____ Text block

Relying frequently on foundational works of universal literature, the Mexican artist Jorge Méndez Blake (°1974) deepens his understanding of the contemporary world, choosing as the point of departure for this exhibition Before the Law, a chapter from Franz Kafka’s The Trial. He relies on it in an architectural sense, just as an arch rests on a column.Méndez Blake uses literature as raw material to elaborate, even to inhabit, a place. The interplay between literary practice (reading and writing) and architecture is one of the distinctive features of his work. For Inside the Law, his fifth solo exhibition at the gallery, he makes a direct reference to the parable recounted by an abbot to Josef K., the famous protagonist of The Trial.
This allegory is the story of a man who stands before the door of the Law and who, prevented, or rather, left unaided by the doorkeeper, never crosses its threshold, even though it was destined for him, and him alone. Starting from this passage, which remains widely commented on without ever having been explained by Kafka (let us not forget that almost all of his writings were meant to be destroyed after his death had his executor not decided to preserve and publish them...), Méndez Blake draws up a polyphonic exhibition made up of writings, paintings, sculptures, drawings, and a video.

________

[What to do]:
[A] List the kinds of work that make up the exhibition, according to the text about Jorge Méndez Blake's show Inside the Law.
[B] Write a few more sentences for the text about Jorge Méndez Blake's exhibition Inside the Law, continuing on from its final sentence.

____ Record set

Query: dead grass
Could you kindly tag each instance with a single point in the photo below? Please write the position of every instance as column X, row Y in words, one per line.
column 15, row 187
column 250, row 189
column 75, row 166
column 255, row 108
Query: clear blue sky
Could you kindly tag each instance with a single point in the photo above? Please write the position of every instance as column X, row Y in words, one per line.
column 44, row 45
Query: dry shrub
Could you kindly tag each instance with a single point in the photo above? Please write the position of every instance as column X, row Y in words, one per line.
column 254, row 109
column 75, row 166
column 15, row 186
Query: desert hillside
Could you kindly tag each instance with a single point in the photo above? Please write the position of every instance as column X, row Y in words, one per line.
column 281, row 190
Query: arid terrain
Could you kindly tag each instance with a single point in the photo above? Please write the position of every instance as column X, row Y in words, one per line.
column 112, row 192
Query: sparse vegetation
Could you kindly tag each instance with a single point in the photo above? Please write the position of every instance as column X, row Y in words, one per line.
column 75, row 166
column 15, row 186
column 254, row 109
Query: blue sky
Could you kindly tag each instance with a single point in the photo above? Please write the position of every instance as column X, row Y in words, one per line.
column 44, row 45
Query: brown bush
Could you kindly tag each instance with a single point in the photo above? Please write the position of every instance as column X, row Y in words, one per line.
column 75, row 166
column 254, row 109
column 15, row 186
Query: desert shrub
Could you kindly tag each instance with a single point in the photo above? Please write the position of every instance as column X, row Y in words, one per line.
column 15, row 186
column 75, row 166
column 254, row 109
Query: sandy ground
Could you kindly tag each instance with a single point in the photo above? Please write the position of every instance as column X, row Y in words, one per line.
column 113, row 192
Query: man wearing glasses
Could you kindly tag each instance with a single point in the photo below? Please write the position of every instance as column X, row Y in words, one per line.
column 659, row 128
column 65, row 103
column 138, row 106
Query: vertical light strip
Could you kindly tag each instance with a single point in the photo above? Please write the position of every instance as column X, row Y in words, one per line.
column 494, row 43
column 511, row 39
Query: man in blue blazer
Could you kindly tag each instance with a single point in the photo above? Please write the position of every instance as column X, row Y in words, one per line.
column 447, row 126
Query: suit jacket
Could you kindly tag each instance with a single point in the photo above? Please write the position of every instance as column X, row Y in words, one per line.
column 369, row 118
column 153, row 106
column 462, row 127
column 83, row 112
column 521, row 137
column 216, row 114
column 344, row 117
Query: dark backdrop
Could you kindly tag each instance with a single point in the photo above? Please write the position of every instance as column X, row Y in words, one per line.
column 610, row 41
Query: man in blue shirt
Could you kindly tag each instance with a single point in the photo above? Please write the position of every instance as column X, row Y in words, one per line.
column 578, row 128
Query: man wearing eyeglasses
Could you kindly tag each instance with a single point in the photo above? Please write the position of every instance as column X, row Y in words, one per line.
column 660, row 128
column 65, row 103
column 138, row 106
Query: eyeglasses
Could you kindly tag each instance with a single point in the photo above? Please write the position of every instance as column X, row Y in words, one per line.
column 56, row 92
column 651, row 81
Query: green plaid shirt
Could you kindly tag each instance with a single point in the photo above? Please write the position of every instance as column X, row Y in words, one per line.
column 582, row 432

________

[Task responses]:
[A] Writings, paintings, sculptures, drawings, and a video.

[B]
By breaking free from Kafka’s text, Méndez Blake stages works that we cannot avoid contextualizing and interpreting today from a political, ethical, or moral point of view. The idea is not so much to interpret Kafka as to forge links between a story written over a century ago and a current situation that clearly bears the scars of absurdity, injustice, confinement, outrageous power, and tyranny.
Through Inside the Law, Méndez Blake shows that art can be seen as a sanctuary, a place of refuge. He also reminds us of the untenable situation of being kept apart from one’s own life, and therefore from one’s own place, like the man in Kafka’s parable. In order to live in harmony with the world, it is imperative not to shut oneself up within the narrow limits of the self, but to rethink common space and the sharing of territory. And this is where the paradox lies: while it is important to build together, and therefore to erect walls, it is equally necessary to tear them down in order to welcome the Other into one’s home and to restore the noble concept of hospitality.